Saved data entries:
=====
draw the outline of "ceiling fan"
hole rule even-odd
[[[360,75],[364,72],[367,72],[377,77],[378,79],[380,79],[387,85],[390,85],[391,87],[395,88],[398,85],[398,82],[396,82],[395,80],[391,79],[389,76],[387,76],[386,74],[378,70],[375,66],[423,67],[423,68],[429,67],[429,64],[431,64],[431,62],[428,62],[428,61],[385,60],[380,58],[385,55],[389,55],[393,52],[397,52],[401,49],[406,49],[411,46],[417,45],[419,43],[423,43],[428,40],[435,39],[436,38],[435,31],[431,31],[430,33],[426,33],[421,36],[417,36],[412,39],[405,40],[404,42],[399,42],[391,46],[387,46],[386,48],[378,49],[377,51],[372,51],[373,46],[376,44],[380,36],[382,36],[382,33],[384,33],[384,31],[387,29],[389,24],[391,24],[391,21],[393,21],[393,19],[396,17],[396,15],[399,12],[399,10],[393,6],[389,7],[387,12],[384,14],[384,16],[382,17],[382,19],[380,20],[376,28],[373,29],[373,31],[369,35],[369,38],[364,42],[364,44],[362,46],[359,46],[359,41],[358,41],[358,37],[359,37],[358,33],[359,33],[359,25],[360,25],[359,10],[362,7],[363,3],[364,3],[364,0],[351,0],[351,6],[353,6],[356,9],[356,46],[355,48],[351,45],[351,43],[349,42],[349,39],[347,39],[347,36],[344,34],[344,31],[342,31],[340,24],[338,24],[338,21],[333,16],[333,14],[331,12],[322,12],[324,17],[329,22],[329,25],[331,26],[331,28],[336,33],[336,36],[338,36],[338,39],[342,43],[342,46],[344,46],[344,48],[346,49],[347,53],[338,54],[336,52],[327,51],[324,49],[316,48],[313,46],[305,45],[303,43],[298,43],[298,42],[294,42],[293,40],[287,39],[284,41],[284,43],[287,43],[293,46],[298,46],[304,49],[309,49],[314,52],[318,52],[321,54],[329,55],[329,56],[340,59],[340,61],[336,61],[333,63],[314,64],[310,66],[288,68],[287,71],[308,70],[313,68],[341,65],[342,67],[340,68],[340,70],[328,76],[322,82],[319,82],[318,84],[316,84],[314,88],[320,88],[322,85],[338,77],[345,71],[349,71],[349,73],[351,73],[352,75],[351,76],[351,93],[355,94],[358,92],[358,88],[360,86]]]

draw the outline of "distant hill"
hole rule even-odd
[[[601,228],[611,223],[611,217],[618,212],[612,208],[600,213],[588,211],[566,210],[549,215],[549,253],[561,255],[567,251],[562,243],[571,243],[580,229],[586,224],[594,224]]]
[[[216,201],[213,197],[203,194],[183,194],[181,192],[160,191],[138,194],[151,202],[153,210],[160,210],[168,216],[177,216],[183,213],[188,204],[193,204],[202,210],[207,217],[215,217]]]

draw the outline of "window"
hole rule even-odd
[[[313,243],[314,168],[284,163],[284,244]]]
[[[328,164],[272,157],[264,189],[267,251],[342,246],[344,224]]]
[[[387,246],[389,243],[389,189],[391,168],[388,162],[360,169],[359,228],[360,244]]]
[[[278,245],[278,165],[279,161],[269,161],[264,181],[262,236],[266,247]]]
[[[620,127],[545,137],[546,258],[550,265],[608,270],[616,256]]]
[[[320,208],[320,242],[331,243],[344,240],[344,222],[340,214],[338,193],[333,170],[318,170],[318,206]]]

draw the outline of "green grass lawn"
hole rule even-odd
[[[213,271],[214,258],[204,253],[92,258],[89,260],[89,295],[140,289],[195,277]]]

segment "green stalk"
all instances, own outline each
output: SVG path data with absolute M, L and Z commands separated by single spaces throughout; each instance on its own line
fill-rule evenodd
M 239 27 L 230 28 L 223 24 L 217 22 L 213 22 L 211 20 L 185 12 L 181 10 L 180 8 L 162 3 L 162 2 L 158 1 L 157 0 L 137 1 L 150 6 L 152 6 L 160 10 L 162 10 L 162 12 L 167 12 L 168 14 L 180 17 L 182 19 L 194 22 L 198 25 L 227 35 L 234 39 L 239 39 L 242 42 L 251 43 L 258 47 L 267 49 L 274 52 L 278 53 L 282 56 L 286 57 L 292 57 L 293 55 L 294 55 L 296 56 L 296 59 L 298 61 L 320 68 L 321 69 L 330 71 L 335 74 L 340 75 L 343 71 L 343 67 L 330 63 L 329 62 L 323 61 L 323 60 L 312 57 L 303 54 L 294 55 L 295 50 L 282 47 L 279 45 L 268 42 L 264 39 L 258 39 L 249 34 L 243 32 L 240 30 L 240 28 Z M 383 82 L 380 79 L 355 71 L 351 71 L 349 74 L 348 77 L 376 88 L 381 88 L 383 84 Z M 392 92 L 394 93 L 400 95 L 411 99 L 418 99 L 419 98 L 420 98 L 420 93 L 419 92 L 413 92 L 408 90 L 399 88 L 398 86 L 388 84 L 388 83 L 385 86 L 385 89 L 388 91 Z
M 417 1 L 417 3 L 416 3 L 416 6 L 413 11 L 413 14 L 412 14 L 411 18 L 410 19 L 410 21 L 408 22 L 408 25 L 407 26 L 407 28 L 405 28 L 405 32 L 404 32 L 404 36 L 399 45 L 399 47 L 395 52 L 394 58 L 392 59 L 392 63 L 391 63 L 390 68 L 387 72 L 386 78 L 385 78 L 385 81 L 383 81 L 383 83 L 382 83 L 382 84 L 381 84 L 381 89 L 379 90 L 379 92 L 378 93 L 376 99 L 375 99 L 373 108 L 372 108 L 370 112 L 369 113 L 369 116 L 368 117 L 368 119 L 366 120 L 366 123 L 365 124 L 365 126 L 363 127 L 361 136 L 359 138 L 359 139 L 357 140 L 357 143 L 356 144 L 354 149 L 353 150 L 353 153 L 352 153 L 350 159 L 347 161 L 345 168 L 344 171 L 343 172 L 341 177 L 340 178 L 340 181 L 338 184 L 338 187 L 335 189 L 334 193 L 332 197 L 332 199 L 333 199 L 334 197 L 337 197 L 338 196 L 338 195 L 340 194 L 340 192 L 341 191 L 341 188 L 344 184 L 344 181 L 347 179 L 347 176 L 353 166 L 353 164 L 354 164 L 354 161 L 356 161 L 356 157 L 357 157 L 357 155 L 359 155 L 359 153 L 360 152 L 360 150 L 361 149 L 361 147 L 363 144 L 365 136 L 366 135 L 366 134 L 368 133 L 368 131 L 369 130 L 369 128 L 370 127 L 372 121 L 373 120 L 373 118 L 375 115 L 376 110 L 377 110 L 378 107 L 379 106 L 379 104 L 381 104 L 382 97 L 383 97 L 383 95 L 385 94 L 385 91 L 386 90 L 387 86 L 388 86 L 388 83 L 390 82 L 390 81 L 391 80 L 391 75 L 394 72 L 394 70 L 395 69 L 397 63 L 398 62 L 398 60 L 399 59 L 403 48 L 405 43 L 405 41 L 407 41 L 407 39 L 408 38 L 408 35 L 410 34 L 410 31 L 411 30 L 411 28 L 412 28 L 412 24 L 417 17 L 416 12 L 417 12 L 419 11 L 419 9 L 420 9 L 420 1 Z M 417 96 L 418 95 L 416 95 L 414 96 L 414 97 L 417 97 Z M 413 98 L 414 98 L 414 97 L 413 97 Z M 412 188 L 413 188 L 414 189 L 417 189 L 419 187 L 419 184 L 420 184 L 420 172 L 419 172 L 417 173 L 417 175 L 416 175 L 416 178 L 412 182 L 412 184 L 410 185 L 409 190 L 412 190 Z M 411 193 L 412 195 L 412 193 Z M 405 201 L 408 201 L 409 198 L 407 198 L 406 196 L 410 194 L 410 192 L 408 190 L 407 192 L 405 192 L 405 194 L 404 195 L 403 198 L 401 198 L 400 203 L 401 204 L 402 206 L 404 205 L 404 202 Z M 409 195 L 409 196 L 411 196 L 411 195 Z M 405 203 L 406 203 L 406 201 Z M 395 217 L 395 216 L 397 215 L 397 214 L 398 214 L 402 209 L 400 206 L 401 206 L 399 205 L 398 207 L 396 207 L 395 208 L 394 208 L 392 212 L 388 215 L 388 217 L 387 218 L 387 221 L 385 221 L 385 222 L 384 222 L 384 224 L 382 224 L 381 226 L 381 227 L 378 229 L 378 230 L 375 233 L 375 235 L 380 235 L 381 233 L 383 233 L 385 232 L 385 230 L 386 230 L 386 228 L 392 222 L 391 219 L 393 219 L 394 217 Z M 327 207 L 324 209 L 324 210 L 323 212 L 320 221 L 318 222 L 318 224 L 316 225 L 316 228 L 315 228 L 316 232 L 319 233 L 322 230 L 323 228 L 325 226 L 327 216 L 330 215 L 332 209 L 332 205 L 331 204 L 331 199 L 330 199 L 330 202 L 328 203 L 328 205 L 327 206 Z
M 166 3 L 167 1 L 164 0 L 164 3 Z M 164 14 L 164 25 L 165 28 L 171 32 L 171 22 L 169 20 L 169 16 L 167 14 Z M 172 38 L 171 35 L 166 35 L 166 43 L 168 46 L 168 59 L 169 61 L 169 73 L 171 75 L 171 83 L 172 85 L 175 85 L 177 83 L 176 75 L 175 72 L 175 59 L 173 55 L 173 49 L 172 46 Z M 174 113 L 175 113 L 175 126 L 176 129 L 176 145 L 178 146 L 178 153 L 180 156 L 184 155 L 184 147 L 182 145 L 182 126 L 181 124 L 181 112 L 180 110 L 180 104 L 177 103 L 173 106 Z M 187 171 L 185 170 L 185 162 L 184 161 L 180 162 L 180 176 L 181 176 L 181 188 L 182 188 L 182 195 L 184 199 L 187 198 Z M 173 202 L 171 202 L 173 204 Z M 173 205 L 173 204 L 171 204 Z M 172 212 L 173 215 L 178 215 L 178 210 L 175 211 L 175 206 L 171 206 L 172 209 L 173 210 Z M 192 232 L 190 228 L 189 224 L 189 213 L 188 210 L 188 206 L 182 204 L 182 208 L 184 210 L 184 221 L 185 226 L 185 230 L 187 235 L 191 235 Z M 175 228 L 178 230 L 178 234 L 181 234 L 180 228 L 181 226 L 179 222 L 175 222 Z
=====
▶ _What you are asked to do_:
Pull out every line in the rows above that contains the string "green", treating uppercase and lowercase letters as distinct.

▶ _Full output_:
draw the outline of "green grass lawn"
segment "green stalk"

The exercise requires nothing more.